[Source data]

+++

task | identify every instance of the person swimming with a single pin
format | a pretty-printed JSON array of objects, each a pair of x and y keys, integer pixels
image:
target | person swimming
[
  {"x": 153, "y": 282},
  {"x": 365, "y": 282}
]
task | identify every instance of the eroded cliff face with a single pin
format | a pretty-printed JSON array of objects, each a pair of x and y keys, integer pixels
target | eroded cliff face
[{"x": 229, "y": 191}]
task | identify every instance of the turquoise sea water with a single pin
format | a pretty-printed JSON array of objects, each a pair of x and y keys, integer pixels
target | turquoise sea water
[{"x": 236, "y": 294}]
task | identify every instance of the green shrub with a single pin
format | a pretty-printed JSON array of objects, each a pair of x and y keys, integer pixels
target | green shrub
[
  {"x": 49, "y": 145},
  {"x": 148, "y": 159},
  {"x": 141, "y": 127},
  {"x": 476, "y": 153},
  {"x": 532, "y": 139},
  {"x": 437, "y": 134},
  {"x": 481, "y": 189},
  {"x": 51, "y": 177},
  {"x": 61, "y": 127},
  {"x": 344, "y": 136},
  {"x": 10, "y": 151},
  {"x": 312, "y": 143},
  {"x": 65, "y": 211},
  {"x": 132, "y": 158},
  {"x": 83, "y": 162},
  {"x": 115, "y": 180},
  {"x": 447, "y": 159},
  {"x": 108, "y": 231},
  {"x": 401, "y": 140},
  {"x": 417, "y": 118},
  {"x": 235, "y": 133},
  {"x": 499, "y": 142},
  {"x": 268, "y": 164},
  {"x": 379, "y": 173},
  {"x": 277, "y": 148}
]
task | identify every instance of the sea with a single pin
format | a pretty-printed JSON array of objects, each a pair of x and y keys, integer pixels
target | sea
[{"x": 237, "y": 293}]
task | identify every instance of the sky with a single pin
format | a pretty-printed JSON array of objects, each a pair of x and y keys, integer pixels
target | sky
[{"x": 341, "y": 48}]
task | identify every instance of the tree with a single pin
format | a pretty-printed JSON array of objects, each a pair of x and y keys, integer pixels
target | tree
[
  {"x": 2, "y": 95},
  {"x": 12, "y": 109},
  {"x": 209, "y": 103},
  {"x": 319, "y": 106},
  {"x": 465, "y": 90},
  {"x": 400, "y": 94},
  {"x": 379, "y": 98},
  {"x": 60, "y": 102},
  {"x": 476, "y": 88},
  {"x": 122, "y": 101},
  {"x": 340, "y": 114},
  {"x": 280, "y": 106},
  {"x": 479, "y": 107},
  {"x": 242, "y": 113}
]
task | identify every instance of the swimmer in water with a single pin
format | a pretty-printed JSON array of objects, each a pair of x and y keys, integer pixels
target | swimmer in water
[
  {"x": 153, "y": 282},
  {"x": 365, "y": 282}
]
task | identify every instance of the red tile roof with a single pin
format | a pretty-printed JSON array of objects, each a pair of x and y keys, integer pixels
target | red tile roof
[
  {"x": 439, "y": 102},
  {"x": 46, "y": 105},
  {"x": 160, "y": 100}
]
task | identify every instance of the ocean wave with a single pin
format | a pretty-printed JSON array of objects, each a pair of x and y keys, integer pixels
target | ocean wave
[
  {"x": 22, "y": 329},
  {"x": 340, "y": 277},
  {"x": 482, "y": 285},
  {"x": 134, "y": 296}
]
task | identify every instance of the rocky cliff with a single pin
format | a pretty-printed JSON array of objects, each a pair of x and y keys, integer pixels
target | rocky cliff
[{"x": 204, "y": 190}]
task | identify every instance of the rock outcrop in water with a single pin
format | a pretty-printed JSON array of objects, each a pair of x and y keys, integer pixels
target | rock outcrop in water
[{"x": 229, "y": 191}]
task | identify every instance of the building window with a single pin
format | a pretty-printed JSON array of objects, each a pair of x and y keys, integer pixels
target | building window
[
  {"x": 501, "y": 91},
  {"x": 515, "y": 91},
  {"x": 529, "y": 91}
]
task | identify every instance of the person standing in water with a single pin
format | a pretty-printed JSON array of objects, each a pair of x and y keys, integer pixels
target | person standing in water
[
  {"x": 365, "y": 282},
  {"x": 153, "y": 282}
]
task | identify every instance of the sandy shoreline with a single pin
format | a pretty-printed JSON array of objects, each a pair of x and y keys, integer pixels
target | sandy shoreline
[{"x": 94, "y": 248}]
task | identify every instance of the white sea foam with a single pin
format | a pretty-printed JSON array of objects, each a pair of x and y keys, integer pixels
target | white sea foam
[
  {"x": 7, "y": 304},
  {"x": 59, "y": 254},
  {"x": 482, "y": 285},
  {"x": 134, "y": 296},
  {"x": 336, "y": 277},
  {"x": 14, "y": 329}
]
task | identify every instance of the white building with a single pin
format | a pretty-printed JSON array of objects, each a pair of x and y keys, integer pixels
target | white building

+++

Task to carry out: Return every line of the source data above without any change.

The response:
task | identify every instance of the person swimming with a single pin
format | a pretty-printed JSON array of objects, each a pair of x and y keys, integer pixels
image:
target | person swimming
[
  {"x": 153, "y": 282},
  {"x": 365, "y": 282}
]
task | identify every instance of the eroded cliff face with a single pin
format | a pretty-printed JSON array of objects, each a pair of x and y keys, integer pixels
target | eroded cliff face
[{"x": 229, "y": 191}]
task | identify every instance of the turquoise sea water with a single pin
format | a pretty-printed JSON array of objects, each a pair of x and y keys, integer pixels
target | turquoise sea water
[{"x": 236, "y": 294}]
task | identify every instance of the green shrub with a single pin
format | a pretty-printed JSON array of objects, each a pair of x and y keys, integer pixels
target | green shrub
[
  {"x": 49, "y": 145},
  {"x": 148, "y": 159},
  {"x": 141, "y": 127},
  {"x": 476, "y": 153},
  {"x": 532, "y": 139},
  {"x": 437, "y": 134},
  {"x": 481, "y": 189},
  {"x": 51, "y": 177},
  {"x": 61, "y": 127},
  {"x": 344, "y": 136},
  {"x": 10, "y": 151},
  {"x": 312, "y": 143},
  {"x": 65, "y": 211},
  {"x": 132, "y": 158},
  {"x": 83, "y": 162},
  {"x": 115, "y": 180},
  {"x": 447, "y": 159},
  {"x": 108, "y": 231},
  {"x": 401, "y": 140},
  {"x": 417, "y": 118},
  {"x": 235, "y": 133},
  {"x": 499, "y": 142},
  {"x": 268, "y": 164},
  {"x": 379, "y": 173},
  {"x": 277, "y": 148}
]
task | identify every instance of the sea with a single pin
format | a pretty-printed JSON array of objects, each a pair of x and y keys, integer pixels
target | sea
[{"x": 237, "y": 293}]
task | identify every instance of the sky with a single pin
format | a pretty-printed JSON array of objects, each a pair of x and y keys, integer pixels
target | sky
[{"x": 341, "y": 48}]
task | identify every instance of the tree with a single pin
format | a pretty-printed JSON array of objects, each a pair of x and y keys, integer pixels
target | tree
[
  {"x": 2, "y": 95},
  {"x": 12, "y": 109},
  {"x": 209, "y": 103},
  {"x": 319, "y": 106},
  {"x": 465, "y": 90},
  {"x": 400, "y": 94},
  {"x": 379, "y": 98},
  {"x": 60, "y": 102},
  {"x": 476, "y": 88},
  {"x": 122, "y": 101},
  {"x": 340, "y": 114},
  {"x": 280, "y": 106},
  {"x": 479, "y": 107},
  {"x": 242, "y": 113}
]
task | identify every instance of the swimmer in water with a single pin
format | a pretty-printed JSON array of objects, each a pair of x and y keys, integer pixels
target | swimmer in water
[
  {"x": 153, "y": 282},
  {"x": 365, "y": 282}
]
task | identify every instance of the red tile roof with a single pin
format | a pretty-printed JSON array of objects, each a pair of x and y keys, integer pixels
target | red tile roof
[
  {"x": 439, "y": 102},
  {"x": 46, "y": 105},
  {"x": 160, "y": 100}
]
task | identify every instance of the ocean wave with a single pin
format | a pretty-printed JSON array of objects, each a pair of x and y keys, integer pixels
target | ocean wave
[
  {"x": 22, "y": 329},
  {"x": 340, "y": 277},
  {"x": 482, "y": 285},
  {"x": 134, "y": 296}
]
task | identify every instance of the rocky cliff with a single pin
format | a pretty-printed JSON array of objects, each a pair of x and y keys, integer pixels
target | rocky cliff
[{"x": 204, "y": 190}]
task | identify every instance of the rock outcrop in water with a single pin
format | a pretty-printed JSON array of objects, each a pair of x and y keys, integer pixels
target | rock outcrop in water
[{"x": 229, "y": 191}]
task | identify every instance of the building window with a single pin
format | a pretty-printed JSON array of objects, each a pair of x and y keys, integer pixels
target | building window
[
  {"x": 501, "y": 91},
  {"x": 515, "y": 91},
  {"x": 529, "y": 91}
]
task | identify every instance of the person standing in water with a single pin
format | a pretty-printed JSON array of objects, each a pair of x and y keys, integer pixels
target | person standing in water
[
  {"x": 365, "y": 282},
  {"x": 153, "y": 282}
]
task | identify every instance of the sandy shoreline with a single pin
format | a pretty-printed JSON array of objects, each a pair of x and y keys, integer pixels
target | sandy shoreline
[{"x": 94, "y": 248}]
task | identify every instance of the white sea foam with a single pin
format | a pretty-printed JSON array of objects, each a pair of x and y keys, integer pixels
target | white sea foam
[
  {"x": 7, "y": 304},
  {"x": 59, "y": 254},
  {"x": 482, "y": 285},
  {"x": 134, "y": 296},
  {"x": 336, "y": 277},
  {"x": 14, "y": 329}
]
task | identify every instance of the white building with a single pin
format | a pretty-printed JSON array of objects, each a pair of x and y keys, integer pixels
target | white building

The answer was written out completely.